> Problem: Retype the passage from the article on quantum cryptography below, from "In the past" up to and including "Key Distribution (QKD).".
-- Start Passage shown --
Quantum Cryptography: The Next Frontier for Secured Communications and Satellites’ Pivotal Role

In the past month, there have been many announcements on the topic of quantum communication, both in research and in the industry. Thales Alenia Space, the joint venture between Thales and Leonardo, and SpeQtral, a satellite quantum communications technology company, signed a memorandum of understanding to research, develop, and demonstrate quantum communications from space to Earth. Shortly afterward, the leading satellite communications operator SES signed a contract with the European Space Agency for a 20-company consortium to build and operate a Low Earth Orbit (LEO) small satellite—called Eagle-1—to test long-distance Quantum Key Distribution (QKD).

In the beginning of October, the Royal Swedish Academy of Sciences, the institution which hands out the Nobel Prize, awarded a group of scientists (Alain Aspect, John Clauser, and Anton Zeilinger) with the Nobel Prize in Physics 2022. The award was granted due to their work in quantum mechanics and, in particular, quantum entanglement—a phenomenon where two particles are linked regardless of the distance or space between them. Although the prize was only awarded this year, the Chinese Micius satellite (orbiting at about 500 km), built partially based on Clauser’s findings in quantum physics research, has successfully conducted a communication link between two ground stations separated by more than 1,120 km in 2020.
-- End Passage shown --
-- Start Material --
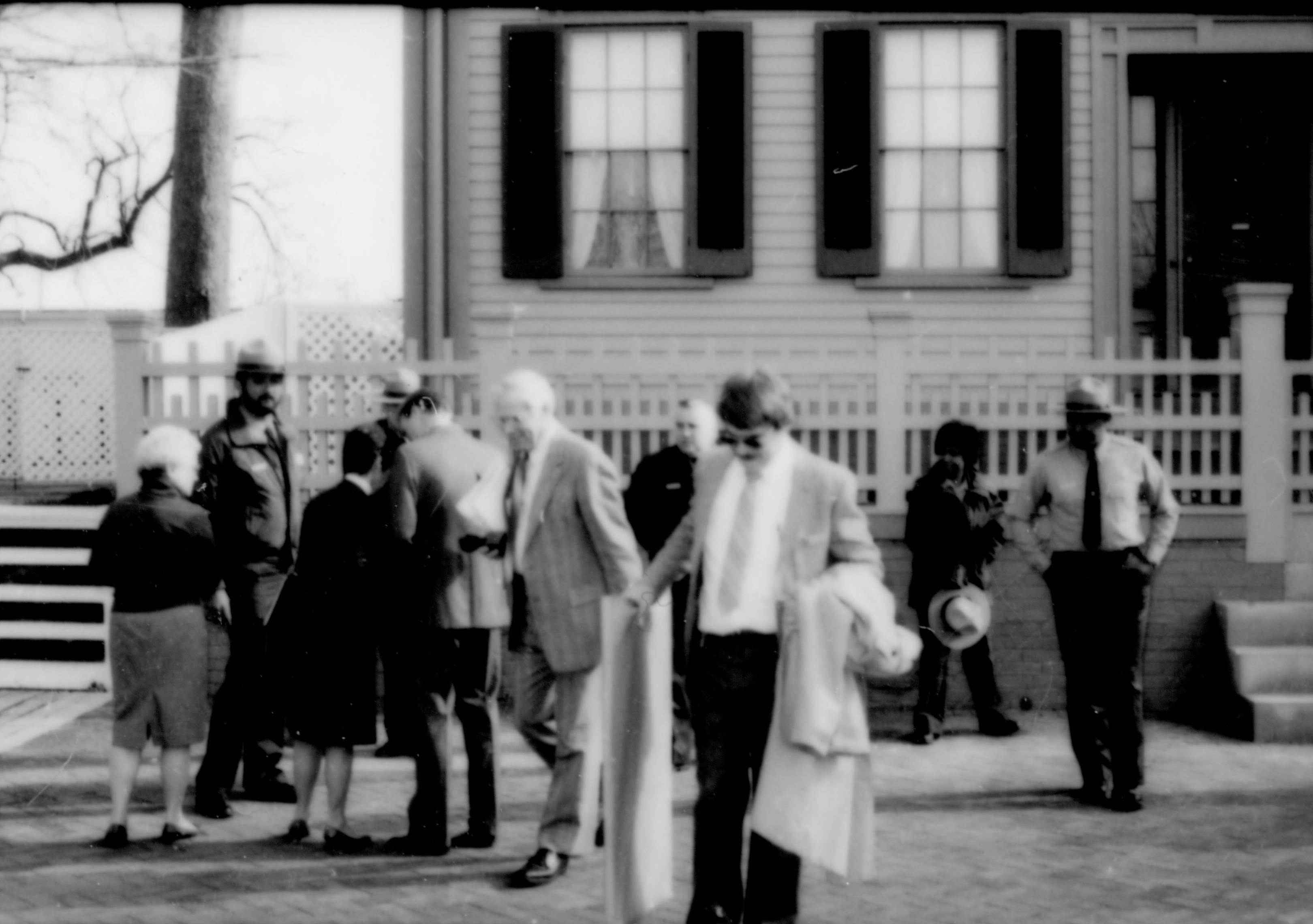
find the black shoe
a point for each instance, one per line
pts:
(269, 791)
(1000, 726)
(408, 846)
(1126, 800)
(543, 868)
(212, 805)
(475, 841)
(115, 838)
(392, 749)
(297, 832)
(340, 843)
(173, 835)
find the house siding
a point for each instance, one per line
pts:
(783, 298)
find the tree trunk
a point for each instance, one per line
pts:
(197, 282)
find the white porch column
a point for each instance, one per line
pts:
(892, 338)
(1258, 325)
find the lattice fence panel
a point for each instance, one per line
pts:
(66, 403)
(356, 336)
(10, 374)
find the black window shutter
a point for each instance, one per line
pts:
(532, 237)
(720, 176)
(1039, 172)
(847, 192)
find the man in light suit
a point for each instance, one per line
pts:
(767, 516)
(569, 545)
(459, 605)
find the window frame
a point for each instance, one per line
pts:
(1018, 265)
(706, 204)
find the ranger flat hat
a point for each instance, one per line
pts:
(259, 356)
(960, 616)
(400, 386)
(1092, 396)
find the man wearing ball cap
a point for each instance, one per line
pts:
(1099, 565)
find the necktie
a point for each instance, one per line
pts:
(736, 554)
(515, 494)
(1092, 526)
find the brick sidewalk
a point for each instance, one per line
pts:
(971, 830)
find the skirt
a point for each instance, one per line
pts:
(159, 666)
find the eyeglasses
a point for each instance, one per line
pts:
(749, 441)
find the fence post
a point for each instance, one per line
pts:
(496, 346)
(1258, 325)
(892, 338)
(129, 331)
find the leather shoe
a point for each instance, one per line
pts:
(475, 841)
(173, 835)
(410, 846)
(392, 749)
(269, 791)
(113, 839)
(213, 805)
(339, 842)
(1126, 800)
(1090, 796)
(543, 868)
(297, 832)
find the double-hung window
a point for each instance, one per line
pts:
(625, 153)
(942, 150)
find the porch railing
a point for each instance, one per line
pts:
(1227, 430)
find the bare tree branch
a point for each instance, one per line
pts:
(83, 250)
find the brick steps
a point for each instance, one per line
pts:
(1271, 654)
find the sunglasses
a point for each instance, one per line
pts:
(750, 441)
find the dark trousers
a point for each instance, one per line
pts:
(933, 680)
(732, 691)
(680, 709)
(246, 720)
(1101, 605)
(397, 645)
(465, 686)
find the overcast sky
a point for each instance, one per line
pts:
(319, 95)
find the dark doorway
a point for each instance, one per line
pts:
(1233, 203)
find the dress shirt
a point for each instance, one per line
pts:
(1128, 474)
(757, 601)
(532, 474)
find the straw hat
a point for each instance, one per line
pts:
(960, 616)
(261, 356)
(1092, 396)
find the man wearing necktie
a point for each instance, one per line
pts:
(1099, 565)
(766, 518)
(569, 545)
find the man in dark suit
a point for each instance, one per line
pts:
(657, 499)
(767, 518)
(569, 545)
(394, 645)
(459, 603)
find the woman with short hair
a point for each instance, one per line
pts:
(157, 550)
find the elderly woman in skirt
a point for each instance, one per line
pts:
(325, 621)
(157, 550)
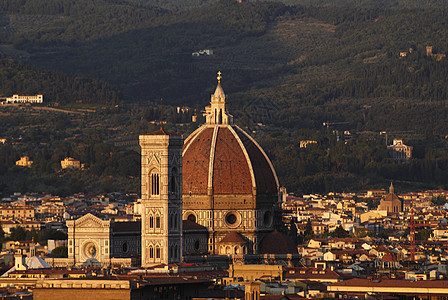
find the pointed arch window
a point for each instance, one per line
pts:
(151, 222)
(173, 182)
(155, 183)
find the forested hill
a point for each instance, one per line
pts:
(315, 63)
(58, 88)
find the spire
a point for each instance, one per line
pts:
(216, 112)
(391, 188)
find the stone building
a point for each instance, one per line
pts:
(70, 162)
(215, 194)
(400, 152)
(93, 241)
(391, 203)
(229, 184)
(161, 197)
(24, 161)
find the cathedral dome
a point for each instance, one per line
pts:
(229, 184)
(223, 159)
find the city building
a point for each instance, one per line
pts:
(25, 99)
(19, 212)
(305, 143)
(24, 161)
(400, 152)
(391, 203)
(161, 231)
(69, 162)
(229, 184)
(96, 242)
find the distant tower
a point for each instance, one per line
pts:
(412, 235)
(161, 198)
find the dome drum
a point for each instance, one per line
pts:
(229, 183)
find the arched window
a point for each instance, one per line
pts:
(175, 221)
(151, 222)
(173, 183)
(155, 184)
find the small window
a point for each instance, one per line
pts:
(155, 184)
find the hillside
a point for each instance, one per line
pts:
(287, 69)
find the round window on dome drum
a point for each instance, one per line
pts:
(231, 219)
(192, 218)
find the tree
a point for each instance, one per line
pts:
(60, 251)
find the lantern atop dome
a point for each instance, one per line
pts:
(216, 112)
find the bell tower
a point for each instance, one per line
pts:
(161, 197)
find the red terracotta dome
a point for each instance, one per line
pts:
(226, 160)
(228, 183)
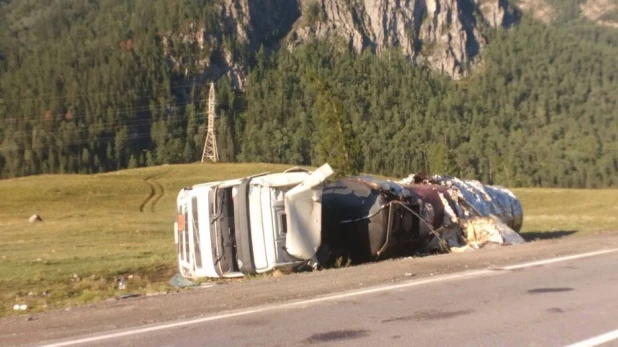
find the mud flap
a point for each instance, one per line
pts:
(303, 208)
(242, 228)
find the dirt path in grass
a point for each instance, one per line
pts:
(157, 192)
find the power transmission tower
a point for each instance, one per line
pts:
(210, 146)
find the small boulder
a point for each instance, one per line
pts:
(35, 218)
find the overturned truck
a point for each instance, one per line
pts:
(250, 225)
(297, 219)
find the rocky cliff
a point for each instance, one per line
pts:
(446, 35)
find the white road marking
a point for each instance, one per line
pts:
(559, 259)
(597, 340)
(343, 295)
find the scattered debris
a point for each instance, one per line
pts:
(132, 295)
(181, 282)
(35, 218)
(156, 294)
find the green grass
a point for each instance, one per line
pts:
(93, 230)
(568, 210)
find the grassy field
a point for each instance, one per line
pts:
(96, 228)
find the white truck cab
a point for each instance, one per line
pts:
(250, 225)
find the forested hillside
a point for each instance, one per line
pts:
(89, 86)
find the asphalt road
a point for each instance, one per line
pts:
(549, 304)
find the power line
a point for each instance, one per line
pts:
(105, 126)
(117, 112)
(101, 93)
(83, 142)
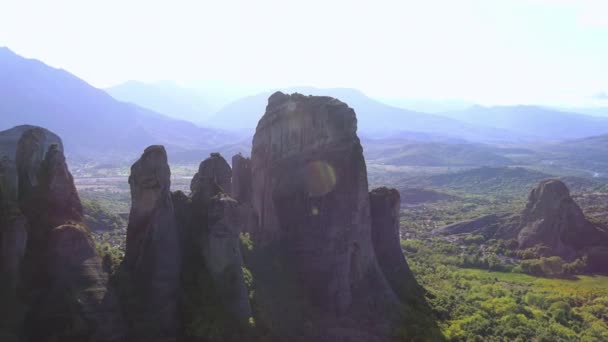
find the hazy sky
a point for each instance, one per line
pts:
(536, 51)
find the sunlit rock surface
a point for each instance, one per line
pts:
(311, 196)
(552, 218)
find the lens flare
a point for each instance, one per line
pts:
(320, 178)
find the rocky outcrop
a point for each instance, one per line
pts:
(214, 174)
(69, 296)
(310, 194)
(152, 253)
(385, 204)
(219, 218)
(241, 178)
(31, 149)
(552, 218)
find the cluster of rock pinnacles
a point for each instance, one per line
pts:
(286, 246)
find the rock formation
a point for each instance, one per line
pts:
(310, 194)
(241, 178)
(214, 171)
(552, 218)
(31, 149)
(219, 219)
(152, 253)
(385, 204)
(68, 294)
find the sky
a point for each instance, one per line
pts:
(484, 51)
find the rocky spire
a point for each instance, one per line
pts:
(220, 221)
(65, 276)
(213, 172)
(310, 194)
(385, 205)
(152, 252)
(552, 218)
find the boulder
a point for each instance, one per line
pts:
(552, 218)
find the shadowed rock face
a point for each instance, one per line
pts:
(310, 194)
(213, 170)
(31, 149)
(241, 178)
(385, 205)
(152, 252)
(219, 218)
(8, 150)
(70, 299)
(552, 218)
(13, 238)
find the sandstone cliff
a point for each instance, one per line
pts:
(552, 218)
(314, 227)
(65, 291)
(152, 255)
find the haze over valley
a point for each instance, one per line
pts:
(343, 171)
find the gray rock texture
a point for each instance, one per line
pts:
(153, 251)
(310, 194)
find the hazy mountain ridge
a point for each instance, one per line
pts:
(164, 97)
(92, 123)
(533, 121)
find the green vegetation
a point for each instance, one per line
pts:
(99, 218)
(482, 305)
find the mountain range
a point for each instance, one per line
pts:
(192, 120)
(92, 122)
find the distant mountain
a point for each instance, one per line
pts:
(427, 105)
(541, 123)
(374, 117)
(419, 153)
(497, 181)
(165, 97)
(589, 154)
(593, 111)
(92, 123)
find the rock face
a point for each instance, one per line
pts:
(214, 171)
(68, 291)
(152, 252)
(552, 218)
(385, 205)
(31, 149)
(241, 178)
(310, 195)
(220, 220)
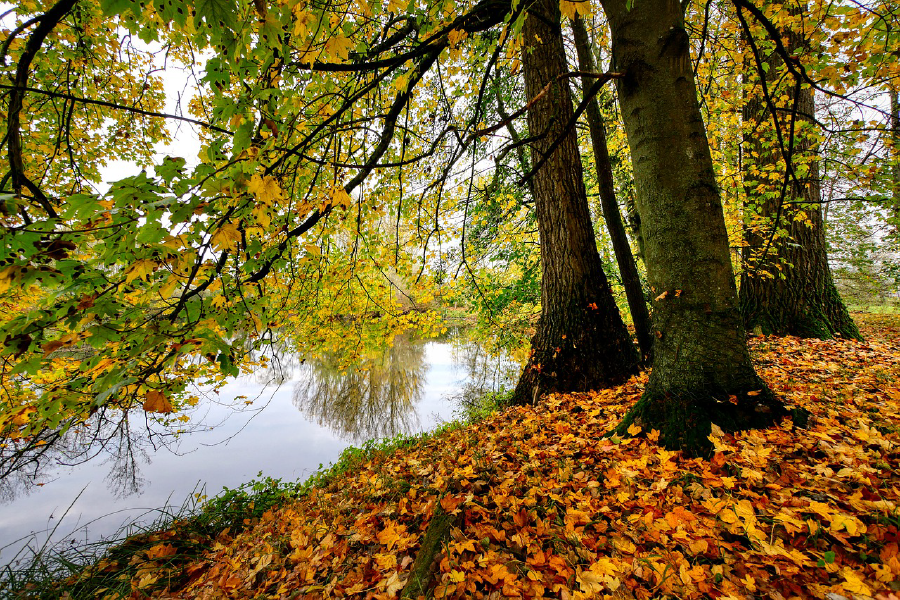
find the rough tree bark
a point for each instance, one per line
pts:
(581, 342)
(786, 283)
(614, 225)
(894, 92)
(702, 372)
-- End Material --
> Written response:
In the past month, there have been many announcements on the topic of quantum communication, both in research and in the industry. Thales Alenia Space, the joint venture between Thales and Leonardo, and SpeQtral, a satellite quantum communications technology company, signed a memorandum of understanding to research, develop, and demonstrate quantum communications from space to Earth. Shortly afterward, the leading satellite communications operator SES signed a contract with the European Space Agency for a 20-company consortium to build and operate a Low Earth Orbit (LEO) small satellite—called Eagle-1—to test long-distance Quantum Key Distribution (QKD).